## Materials provided
= = = = = = =
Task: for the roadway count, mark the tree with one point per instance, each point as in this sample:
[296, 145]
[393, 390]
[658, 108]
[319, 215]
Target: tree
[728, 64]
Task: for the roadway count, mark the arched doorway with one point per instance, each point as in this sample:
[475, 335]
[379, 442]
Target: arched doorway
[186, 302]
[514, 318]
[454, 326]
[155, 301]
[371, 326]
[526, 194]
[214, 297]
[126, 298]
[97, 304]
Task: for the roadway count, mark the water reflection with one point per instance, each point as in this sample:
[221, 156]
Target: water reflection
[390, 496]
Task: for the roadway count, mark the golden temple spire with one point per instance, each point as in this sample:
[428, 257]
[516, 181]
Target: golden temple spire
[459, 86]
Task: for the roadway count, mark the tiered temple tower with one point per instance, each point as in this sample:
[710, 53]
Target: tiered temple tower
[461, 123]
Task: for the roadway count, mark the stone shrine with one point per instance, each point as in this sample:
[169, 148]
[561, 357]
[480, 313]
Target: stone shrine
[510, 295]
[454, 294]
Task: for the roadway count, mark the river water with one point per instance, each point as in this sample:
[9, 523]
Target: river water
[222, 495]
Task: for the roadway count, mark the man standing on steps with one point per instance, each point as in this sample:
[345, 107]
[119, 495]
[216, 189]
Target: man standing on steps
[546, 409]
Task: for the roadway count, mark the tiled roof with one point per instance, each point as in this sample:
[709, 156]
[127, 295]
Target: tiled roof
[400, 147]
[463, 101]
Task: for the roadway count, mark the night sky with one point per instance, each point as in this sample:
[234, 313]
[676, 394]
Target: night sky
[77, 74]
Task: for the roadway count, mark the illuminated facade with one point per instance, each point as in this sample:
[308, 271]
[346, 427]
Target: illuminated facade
= = = = = = =
## Work required
Everything from the line that contains "Target: night sky" to the last line of the records, restated word for word, is the required output.

## Reply to the exercise
Target: night sky
[77, 74]
Task: for the roadway count, mark the illuminated facade with one point per instance, each point as in this sample:
[308, 271]
[346, 427]
Target: illuminated facade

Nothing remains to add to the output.